Keep the pictures out and restate every record exactly.

Region pointing data —
============================================================
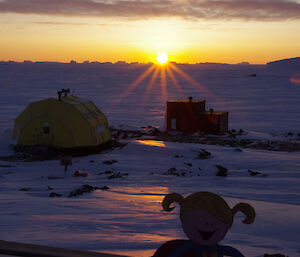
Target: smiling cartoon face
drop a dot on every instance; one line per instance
(202, 228)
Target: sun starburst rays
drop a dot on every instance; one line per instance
(167, 81)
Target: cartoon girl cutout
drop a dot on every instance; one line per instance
(205, 219)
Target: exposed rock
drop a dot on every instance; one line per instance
(254, 173)
(83, 189)
(222, 171)
(25, 189)
(109, 162)
(53, 194)
(203, 154)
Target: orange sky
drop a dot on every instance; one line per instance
(188, 31)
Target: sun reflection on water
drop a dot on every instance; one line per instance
(151, 143)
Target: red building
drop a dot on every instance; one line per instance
(190, 116)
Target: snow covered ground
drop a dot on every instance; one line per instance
(128, 217)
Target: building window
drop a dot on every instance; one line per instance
(46, 128)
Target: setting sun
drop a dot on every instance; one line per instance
(162, 58)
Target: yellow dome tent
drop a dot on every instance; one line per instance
(66, 122)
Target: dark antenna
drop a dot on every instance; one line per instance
(63, 91)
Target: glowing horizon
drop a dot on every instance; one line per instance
(230, 32)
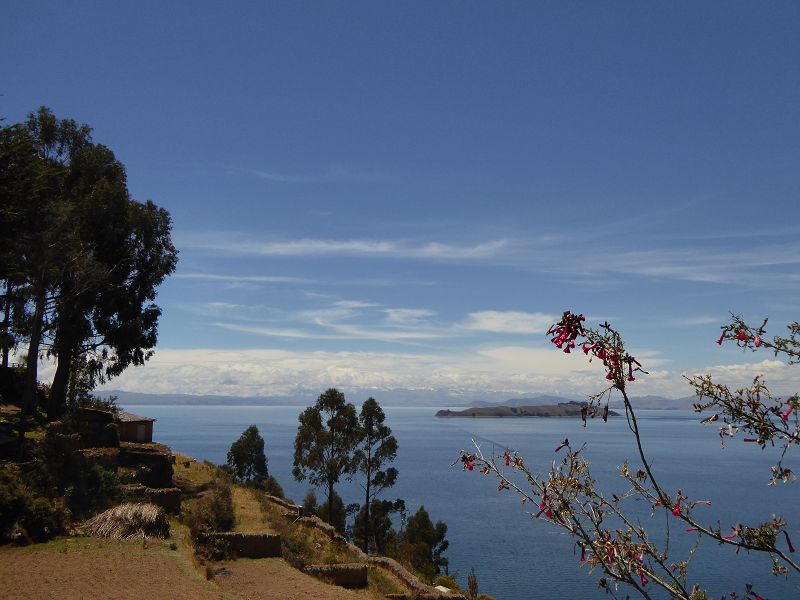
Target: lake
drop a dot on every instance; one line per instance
(516, 557)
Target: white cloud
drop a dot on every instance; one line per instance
(407, 316)
(240, 278)
(235, 244)
(332, 175)
(509, 322)
(482, 372)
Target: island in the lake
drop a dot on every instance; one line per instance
(562, 409)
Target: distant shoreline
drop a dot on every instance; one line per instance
(564, 409)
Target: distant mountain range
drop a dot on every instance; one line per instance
(646, 402)
(388, 398)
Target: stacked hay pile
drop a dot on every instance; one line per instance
(129, 521)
============================================================
The completed task —
Target: smiling cartoon face
drop a dot on every instance; one line per instance
(202, 228)
Target: sun starburst rays
drop a dot on every instance; one line per instance
(167, 81)
Target: cartoon girl cutout
drop a dot on every instance; one line per instance
(205, 219)
Target: exposed rock
drop a dot on every instance; one line per instance
(254, 173)
(83, 189)
(222, 171)
(25, 189)
(109, 162)
(53, 194)
(203, 154)
Target: orange sky
drop a dot on every instance; one line per instance
(188, 31)
Target: sun reflection on water
drop a dot on every instance; one line per instance
(151, 143)
Target: red building
drop a dot on every instance; one line per instance
(190, 116)
Target: snow covered ground
drop a dot on every instance; one line per instance
(128, 217)
Target: building window
drop a dot on every instance; one line per instance
(46, 128)
Target: setting sun
drop a dot on every instance; one line per instance
(162, 58)
Target: yellow dome tent
drop a dot on every instance; one line per instance
(66, 122)
Target: dark antenna
drop a dot on every instance; one line per instance
(63, 91)
Target: glowing horizon
drop a dot on every instance; one line per instance
(230, 32)
Target: lake
drop a dot on every instance; one line per instance
(516, 557)
Target: white cloud
drop a dot on every instance; one line per instance
(407, 316)
(240, 278)
(235, 244)
(332, 175)
(509, 322)
(482, 372)
Target: island in the lake
drop a dot on every instance; one line per instance
(562, 409)
Target: distant shoreline
drop a dot on every instance; one line per instance
(564, 409)
Target: distant mountain range
drop a dot on every instance; one line per instance
(646, 402)
(388, 398)
Target: stacked hay pile
drop a dot on every instance; one line per instance
(129, 521)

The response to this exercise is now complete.